== Excerpted passage ==
>> Begin
Although the second and third level at least seem meaningfully different, it is a continuum rather than a dividing line. There is no clear demarcation point where multiplying sufficiently large numbers goes from the second to the third level. On top of this, the level at which a question can be answered is agent-dependent. A powerful AI might find the examples I gave of the third level to be questions of the second, or even first level. What we would like is a definition of knowledge that differentiates questions by how much work is required to access them, while acknowledging the continuum involved.

L-Knowledge and L-Scores

Abram Demski’s definition of L-knowledge is the perfect tool to split these categories apart. An agent is said to have L-knowledge of the answer to a question if there exists a program it can run to determine the correct answer, with the program’s length plus the log of the time to run it being less than L. This program has to answer the question correctly in all states, to rule out fast and simple programs such as “always output true”, which cannot be meaningfully said to be knowledge even if they are sometimes correct. This definition could be easily modified to account for probabilistic knowledge, where the agent only needs to assign sufficiently high probability to the correct answer, but that would complicate this post for no real conceptual gain. Abram’s definition of L-knowledge also has the program output a flag for if it is even possible to answer the question, but we will simplify by only focusing on questions that can be answered^[2].

As an example, if there exists a program with a length of six units and which takes eight units of time to determine the answer to “Is there a screen in front of the camera”, then an agent who is capable of running the program can be said to have 9-knowledge of the answer (using log base 2). This also implies L-knowledge for L greater than 9, such as 10-knowledge and 31-knowledge. However, it does not imply that the agent does not have 8-knowledge of the answer — there may be some shorter or faster program to answer the same question. Rather, the existence of a program gives an upper bound on the L-knowledge of the answer. We thus define the L-score of a question to be the lowest L-value where an agent has L-knowledge of that question’s answer.
>> End
== Data lines ==
>> Begin
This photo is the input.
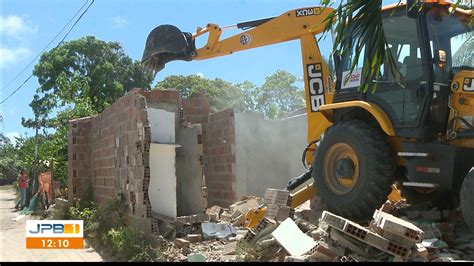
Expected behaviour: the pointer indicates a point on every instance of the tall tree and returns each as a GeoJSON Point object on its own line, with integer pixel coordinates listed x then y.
{"type": "Point", "coordinates": [365, 19]}
{"type": "Point", "coordinates": [87, 68]}
{"type": "Point", "coordinates": [222, 94]}
{"type": "Point", "coordinates": [278, 95]}
{"type": "Point", "coordinates": [78, 78]}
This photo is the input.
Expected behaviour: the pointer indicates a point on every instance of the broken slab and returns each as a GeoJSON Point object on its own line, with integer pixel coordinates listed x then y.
{"type": "Point", "coordinates": [322, 253]}
{"type": "Point", "coordinates": [230, 248]}
{"type": "Point", "coordinates": [244, 206]}
{"type": "Point", "coordinates": [396, 229]}
{"type": "Point", "coordinates": [211, 230]}
{"type": "Point", "coordinates": [420, 253]}
{"type": "Point", "coordinates": [295, 258]}
{"type": "Point", "coordinates": [348, 242]}
{"type": "Point", "coordinates": [193, 219]}
{"type": "Point", "coordinates": [194, 238]}
{"type": "Point", "coordinates": [181, 242]}
{"type": "Point", "coordinates": [364, 235]}
{"type": "Point", "coordinates": [214, 213]}
{"type": "Point", "coordinates": [290, 237]}
{"type": "Point", "coordinates": [277, 197]}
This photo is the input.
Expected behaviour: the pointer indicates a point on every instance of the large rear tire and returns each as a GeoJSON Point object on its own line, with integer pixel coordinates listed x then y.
{"type": "Point", "coordinates": [467, 199]}
{"type": "Point", "coordinates": [353, 169]}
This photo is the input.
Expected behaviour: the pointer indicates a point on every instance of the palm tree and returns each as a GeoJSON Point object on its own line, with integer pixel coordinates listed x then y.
{"type": "Point", "coordinates": [365, 19]}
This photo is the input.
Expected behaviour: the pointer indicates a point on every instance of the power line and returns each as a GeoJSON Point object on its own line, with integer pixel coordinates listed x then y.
{"type": "Point", "coordinates": [62, 40]}
{"type": "Point", "coordinates": [46, 47]}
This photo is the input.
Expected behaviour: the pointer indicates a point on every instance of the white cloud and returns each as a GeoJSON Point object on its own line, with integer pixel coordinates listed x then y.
{"type": "Point", "coordinates": [119, 21]}
{"type": "Point", "coordinates": [15, 26]}
{"type": "Point", "coordinates": [13, 56]}
{"type": "Point", "coordinates": [12, 136]}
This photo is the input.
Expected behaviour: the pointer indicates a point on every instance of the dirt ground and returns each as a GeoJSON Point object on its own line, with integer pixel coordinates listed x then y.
{"type": "Point", "coordinates": [13, 242]}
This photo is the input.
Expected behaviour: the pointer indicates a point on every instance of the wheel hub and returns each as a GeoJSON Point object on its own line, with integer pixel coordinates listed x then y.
{"type": "Point", "coordinates": [345, 168]}
{"type": "Point", "coordinates": [341, 168]}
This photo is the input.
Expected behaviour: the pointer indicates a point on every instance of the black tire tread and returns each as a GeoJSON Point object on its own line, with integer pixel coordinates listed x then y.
{"type": "Point", "coordinates": [381, 179]}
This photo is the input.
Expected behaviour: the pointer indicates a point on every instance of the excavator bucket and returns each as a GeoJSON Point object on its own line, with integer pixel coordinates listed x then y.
{"type": "Point", "coordinates": [167, 43]}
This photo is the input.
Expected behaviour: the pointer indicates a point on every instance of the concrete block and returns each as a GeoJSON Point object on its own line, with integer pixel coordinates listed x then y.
{"type": "Point", "coordinates": [435, 215]}
{"type": "Point", "coordinates": [239, 220]}
{"type": "Point", "coordinates": [395, 228]}
{"type": "Point", "coordinates": [229, 249]}
{"type": "Point", "coordinates": [323, 253]}
{"type": "Point", "coordinates": [278, 212]}
{"type": "Point", "coordinates": [348, 242]}
{"type": "Point", "coordinates": [193, 219]}
{"type": "Point", "coordinates": [295, 242]}
{"type": "Point", "coordinates": [362, 234]}
{"type": "Point", "coordinates": [276, 197]}
{"type": "Point", "coordinates": [419, 253]}
{"type": "Point", "coordinates": [295, 258]}
{"type": "Point", "coordinates": [214, 213]}
{"type": "Point", "coordinates": [181, 242]}
{"type": "Point", "coordinates": [244, 206]}
{"type": "Point", "coordinates": [194, 238]}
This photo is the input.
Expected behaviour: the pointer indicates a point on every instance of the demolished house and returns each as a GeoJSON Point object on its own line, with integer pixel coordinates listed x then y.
{"type": "Point", "coordinates": [186, 175]}
{"type": "Point", "coordinates": [171, 157]}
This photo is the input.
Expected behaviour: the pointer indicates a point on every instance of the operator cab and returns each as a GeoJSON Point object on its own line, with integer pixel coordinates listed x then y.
{"type": "Point", "coordinates": [429, 50]}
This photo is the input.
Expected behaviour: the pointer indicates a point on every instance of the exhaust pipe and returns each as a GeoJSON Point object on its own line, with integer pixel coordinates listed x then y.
{"type": "Point", "coordinates": [167, 43]}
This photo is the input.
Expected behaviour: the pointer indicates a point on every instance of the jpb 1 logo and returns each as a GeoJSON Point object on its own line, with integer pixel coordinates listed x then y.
{"type": "Point", "coordinates": [54, 234]}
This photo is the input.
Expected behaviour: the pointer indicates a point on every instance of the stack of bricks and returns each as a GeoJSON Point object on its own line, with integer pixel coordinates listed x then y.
{"type": "Point", "coordinates": [78, 157]}
{"type": "Point", "coordinates": [113, 151]}
{"type": "Point", "coordinates": [278, 202]}
{"type": "Point", "coordinates": [219, 158]}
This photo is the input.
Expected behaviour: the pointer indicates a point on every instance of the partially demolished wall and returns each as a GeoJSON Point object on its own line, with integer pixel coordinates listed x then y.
{"type": "Point", "coordinates": [171, 158]}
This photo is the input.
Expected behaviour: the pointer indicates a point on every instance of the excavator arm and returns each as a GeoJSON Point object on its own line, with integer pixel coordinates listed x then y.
{"type": "Point", "coordinates": [167, 43]}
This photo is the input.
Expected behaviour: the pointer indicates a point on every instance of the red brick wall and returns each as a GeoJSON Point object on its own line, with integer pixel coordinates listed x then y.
{"type": "Point", "coordinates": [219, 158]}
{"type": "Point", "coordinates": [115, 152]}
{"type": "Point", "coordinates": [78, 157]}
{"type": "Point", "coordinates": [115, 157]}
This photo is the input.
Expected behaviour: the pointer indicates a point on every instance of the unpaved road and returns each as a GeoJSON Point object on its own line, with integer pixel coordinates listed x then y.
{"type": "Point", "coordinates": [13, 242]}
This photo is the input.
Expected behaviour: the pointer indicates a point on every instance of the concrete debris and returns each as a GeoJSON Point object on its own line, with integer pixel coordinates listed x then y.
{"type": "Point", "coordinates": [322, 253]}
{"type": "Point", "coordinates": [214, 213]}
{"type": "Point", "coordinates": [180, 243]}
{"type": "Point", "coordinates": [244, 206]}
{"type": "Point", "coordinates": [193, 219]}
{"type": "Point", "coordinates": [364, 235]}
{"type": "Point", "coordinates": [212, 230]}
{"type": "Point", "coordinates": [194, 238]}
{"type": "Point", "coordinates": [295, 258]}
{"type": "Point", "coordinates": [419, 253]}
{"type": "Point", "coordinates": [434, 243]}
{"type": "Point", "coordinates": [280, 233]}
{"type": "Point", "coordinates": [290, 237]}
{"type": "Point", "coordinates": [277, 197]}
{"type": "Point", "coordinates": [229, 249]}
{"type": "Point", "coordinates": [196, 258]}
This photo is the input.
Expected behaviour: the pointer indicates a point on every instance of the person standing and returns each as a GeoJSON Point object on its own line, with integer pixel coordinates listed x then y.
{"type": "Point", "coordinates": [22, 186]}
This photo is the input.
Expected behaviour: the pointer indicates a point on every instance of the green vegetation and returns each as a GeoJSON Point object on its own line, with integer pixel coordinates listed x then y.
{"type": "Point", "coordinates": [279, 94]}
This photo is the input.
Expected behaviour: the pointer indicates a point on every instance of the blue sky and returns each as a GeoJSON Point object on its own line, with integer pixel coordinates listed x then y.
{"type": "Point", "coordinates": [28, 25]}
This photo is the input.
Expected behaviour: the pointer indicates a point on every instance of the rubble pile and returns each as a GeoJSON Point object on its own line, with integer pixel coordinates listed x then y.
{"type": "Point", "coordinates": [395, 233]}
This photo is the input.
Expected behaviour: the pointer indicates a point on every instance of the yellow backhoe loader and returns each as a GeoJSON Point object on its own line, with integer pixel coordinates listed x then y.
{"type": "Point", "coordinates": [419, 134]}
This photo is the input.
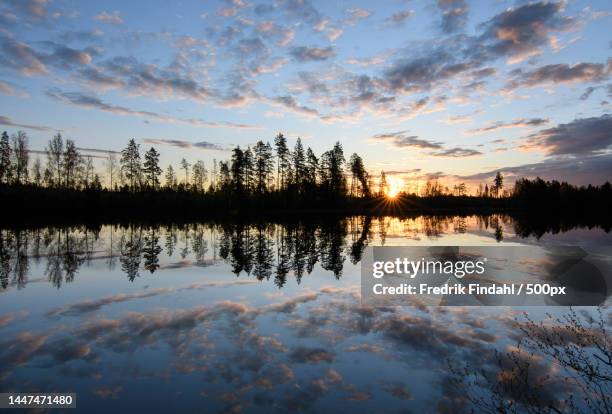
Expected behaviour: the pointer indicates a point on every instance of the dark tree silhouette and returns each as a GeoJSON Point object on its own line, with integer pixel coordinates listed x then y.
{"type": "Point", "coordinates": [130, 164]}
{"type": "Point", "coordinates": [151, 168]}
{"type": "Point", "coordinates": [6, 170]}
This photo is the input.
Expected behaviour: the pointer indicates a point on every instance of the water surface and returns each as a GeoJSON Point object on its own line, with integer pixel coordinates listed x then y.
{"type": "Point", "coordinates": [229, 317]}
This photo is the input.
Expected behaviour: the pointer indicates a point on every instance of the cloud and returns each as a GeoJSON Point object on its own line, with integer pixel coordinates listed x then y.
{"type": "Point", "coordinates": [518, 33]}
{"type": "Point", "coordinates": [6, 89]}
{"type": "Point", "coordinates": [579, 170]}
{"type": "Point", "coordinates": [93, 102]}
{"type": "Point", "coordinates": [560, 73]}
{"type": "Point", "coordinates": [186, 144]}
{"type": "Point", "coordinates": [517, 123]}
{"type": "Point", "coordinates": [456, 153]}
{"type": "Point", "coordinates": [34, 9]}
{"type": "Point", "coordinates": [454, 15]}
{"type": "Point", "coordinates": [19, 56]}
{"type": "Point", "coordinates": [578, 137]}
{"type": "Point", "coordinates": [399, 18]}
{"type": "Point", "coordinates": [289, 102]}
{"type": "Point", "coordinates": [303, 355]}
{"type": "Point", "coordinates": [105, 17]}
{"type": "Point", "coordinates": [307, 54]}
{"type": "Point", "coordinates": [5, 120]}
{"type": "Point", "coordinates": [401, 140]}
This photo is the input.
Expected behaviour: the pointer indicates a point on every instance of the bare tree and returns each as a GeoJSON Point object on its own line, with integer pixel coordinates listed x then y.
{"type": "Point", "coordinates": [562, 364]}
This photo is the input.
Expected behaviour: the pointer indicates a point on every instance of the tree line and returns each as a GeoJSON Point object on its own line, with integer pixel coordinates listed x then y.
{"type": "Point", "coordinates": [256, 170]}
{"type": "Point", "coordinates": [263, 177]}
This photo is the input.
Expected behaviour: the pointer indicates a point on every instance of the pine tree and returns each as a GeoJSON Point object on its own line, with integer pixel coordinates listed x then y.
{"type": "Point", "coordinates": [248, 170]}
{"type": "Point", "coordinates": [185, 166]}
{"type": "Point", "coordinates": [264, 165]}
{"type": "Point", "coordinates": [299, 164]}
{"type": "Point", "coordinates": [21, 157]}
{"type": "Point", "coordinates": [55, 151]}
{"type": "Point", "coordinates": [151, 168]}
{"type": "Point", "coordinates": [130, 163]}
{"type": "Point", "coordinates": [72, 163]}
{"type": "Point", "coordinates": [283, 161]}
{"type": "Point", "coordinates": [382, 184]}
{"type": "Point", "coordinates": [37, 173]}
{"type": "Point", "coordinates": [237, 170]}
{"type": "Point", "coordinates": [199, 174]}
{"type": "Point", "coordinates": [171, 181]}
{"type": "Point", "coordinates": [312, 167]}
{"type": "Point", "coordinates": [5, 159]}
{"type": "Point", "coordinates": [498, 184]}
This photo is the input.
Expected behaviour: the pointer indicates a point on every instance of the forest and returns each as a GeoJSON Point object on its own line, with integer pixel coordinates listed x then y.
{"type": "Point", "coordinates": [262, 179]}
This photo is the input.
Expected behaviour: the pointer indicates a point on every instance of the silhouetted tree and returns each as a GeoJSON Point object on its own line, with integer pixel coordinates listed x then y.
{"type": "Point", "coordinates": [151, 168]}
{"type": "Point", "coordinates": [498, 184]}
{"type": "Point", "coordinates": [248, 168]}
{"type": "Point", "coordinates": [37, 173]}
{"type": "Point", "coordinates": [20, 157]}
{"type": "Point", "coordinates": [130, 164]}
{"type": "Point", "coordinates": [237, 170]}
{"type": "Point", "coordinates": [312, 168]}
{"type": "Point", "coordinates": [382, 184]}
{"type": "Point", "coordinates": [171, 181]}
{"type": "Point", "coordinates": [185, 166]}
{"type": "Point", "coordinates": [71, 164]}
{"type": "Point", "coordinates": [359, 175]}
{"type": "Point", "coordinates": [332, 170]}
{"type": "Point", "coordinates": [199, 174]}
{"type": "Point", "coordinates": [264, 165]}
{"type": "Point", "coordinates": [299, 164]}
{"type": "Point", "coordinates": [6, 170]}
{"type": "Point", "coordinates": [283, 161]}
{"type": "Point", "coordinates": [55, 152]}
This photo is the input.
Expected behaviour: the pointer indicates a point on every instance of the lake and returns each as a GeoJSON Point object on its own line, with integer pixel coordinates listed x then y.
{"type": "Point", "coordinates": [245, 317]}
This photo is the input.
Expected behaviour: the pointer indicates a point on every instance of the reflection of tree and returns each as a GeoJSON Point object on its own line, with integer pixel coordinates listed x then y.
{"type": "Point", "coordinates": [266, 250]}
{"type": "Point", "coordinates": [264, 255]}
{"type": "Point", "coordinates": [151, 250]}
{"type": "Point", "coordinates": [131, 254]}
{"type": "Point", "coordinates": [560, 365]}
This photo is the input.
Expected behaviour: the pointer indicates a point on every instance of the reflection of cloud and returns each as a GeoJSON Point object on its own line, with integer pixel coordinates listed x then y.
{"type": "Point", "coordinates": [93, 102]}
{"type": "Point", "coordinates": [186, 144]}
{"type": "Point", "coordinates": [303, 355]}
{"type": "Point", "coordinates": [517, 123]}
{"type": "Point", "coordinates": [579, 170]}
{"type": "Point", "coordinates": [580, 136]}
{"type": "Point", "coordinates": [5, 120]}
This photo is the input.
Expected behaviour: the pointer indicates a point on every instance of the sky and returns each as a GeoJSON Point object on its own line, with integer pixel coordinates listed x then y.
{"type": "Point", "coordinates": [448, 89]}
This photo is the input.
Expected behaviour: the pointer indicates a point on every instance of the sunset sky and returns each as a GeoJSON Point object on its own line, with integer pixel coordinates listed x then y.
{"type": "Point", "coordinates": [453, 89]}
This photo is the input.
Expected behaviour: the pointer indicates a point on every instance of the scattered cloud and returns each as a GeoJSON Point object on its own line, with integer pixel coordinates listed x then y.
{"type": "Point", "coordinates": [186, 144]}
{"type": "Point", "coordinates": [111, 18]}
{"type": "Point", "coordinates": [579, 137]}
{"type": "Point", "coordinates": [454, 15]}
{"type": "Point", "coordinates": [560, 73]}
{"type": "Point", "coordinates": [399, 18]}
{"type": "Point", "coordinates": [5, 120]}
{"type": "Point", "coordinates": [456, 153]}
{"type": "Point", "coordinates": [93, 102]}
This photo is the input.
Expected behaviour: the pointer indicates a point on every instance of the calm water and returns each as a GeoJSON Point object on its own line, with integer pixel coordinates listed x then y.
{"type": "Point", "coordinates": [241, 318]}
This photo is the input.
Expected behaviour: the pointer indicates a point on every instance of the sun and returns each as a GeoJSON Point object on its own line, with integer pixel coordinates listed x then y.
{"type": "Point", "coordinates": [395, 186]}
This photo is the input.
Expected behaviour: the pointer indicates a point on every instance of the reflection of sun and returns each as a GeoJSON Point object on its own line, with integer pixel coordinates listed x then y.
{"type": "Point", "coordinates": [396, 185]}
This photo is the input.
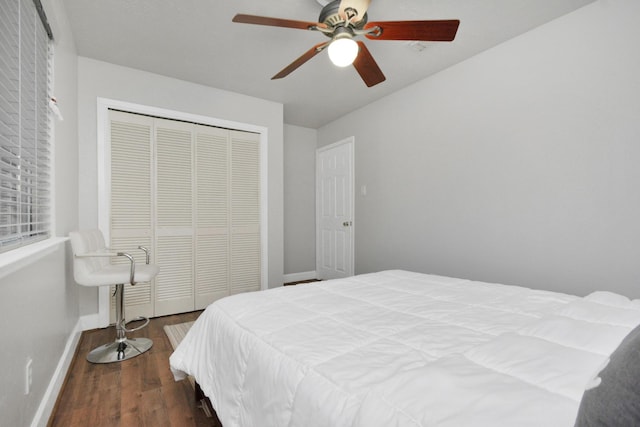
>> End
== Tasks ==
- a) In the passage on L-knowledge, change "continuum" to "spectrum" and give the section again. Begin at the words "Although the second" and stop after "the continuum involved.".
- b) Answer these questions about the passage on L-knowledge:
(i) According to the definition, which two quantities are added together and compared against L?
(ii) Why must the program answer the question correctly in all states?
(iii) In the screen-and-camera example, what length and running time does the program have?
- c) Continue the passage on L-knowledge from where it stops.

== Responses to the exercise ==
- a)
Although the second and third level at least seem meaningfully different, it is a spectrum rather than a dividing line. There is no clear demarcation point where multiplying sufficiently large numbers goes from the second to the third level. On top of this, the level at which a question can be answered is agent-dependent. A powerful AI might find the examples I gave of the third level to be questions of the second, or even first level. What we would like is a definition of knowledge that differentiates questions by how much work is required to access them, while acknowledging the spectrum involved.

- b)
(i) The program's length and the log of the time needed to run it.
(ii) To rule out fast and simple programs such as "always output true," which cannot meaningfully be called knowledge even if they are sometimes correct.
(iii) A length of six units and a running time of eight units.

- c)
Using the specific equation used to determine L-knowledge, program length plus log time, is not particularly consequential. It suggests a particular tradeoff between program length and running time, but other equations would also have the desired properties, as long as they are increasing in both of the variables. The important takeaway is that an agent can be said to have specific levels of knowledge about the answers to various questions depending on the difficulty of accessing that information.

The Base of Knowledge

One wrench in the gears of the definition of an L-score is that the ease of determining the answer to a question often depends on which other questions have already been answered. The sum of all prime numbers under 100,000 is much easier to calculate if you already know the sum of all prime numbers under 99,000, and trivial if you know the sum of all prime numbers under 99,999. How much background knowledge should be assumed when determining if an agent has L-knowledge of an answer?

We can start with the questions for which knowing other answers would not help and no calculations need to be done, only information retrieval. For a human, these are the questions with an immediate answer, such as the previous examples given of “What is 2 times 4?” and “What is the capital of Canada?”. For the reporter, these are the questions that can be answered directly within the predictor. Without quibbling over what exactly is the minimal program length and runtime to retrieve stored information, we will call the answers to these questions base-knowledge.

With base knowledge being essentially free to access, it can be considered the minimum background knowledge for determining the L-score of answers to questions deeper in the net. We then update the definition of L-knowledge and an L-score to depend on the existence of a program whose length and run time collectively meet the joint requirement conditional on base-knowledge, which will be the definition used for the rest of this post.

In addition to this updated definition of L-score, it can be helpful to think of what the L-score of a question would be if all its parent nodes in the question net were base-knowledge. That is, how hard is it to answer a question with all the requisite background knowledge? We will call this hypothetical L-score the parent-L-score, and assign base-knowledge a parent-L-score of zero.

Recursive L-scoring and Factored Cognition

Ideally, we would like to calculate the parent-L-score recursively, to get the L-score of a question as a function of its parent-L-score and the L-score of each of its parent questions. with the L-score of the parent questions calculated the same way. This can be rather awkward, as just summing these inputs will severely overestimate the true L-score. Even with some tricks to increase efficiency, the best we can do is an upper bound on the L-score, but fortunately this is all we need for our purposes.

The L-score of a question is bounded by the sum of parent-L-scores for each of its ancestors. It may be easier to answer a question than by determining all possibly relevant background information and answering based on that, but calculating the answers for parent questions recursively down to base-knowledge is a guaranteed way to answer it. Even this approach would give a lower L-score than the sum of parent-L-scores, as it would take the log of the sum of running times, rather than the sum of logs.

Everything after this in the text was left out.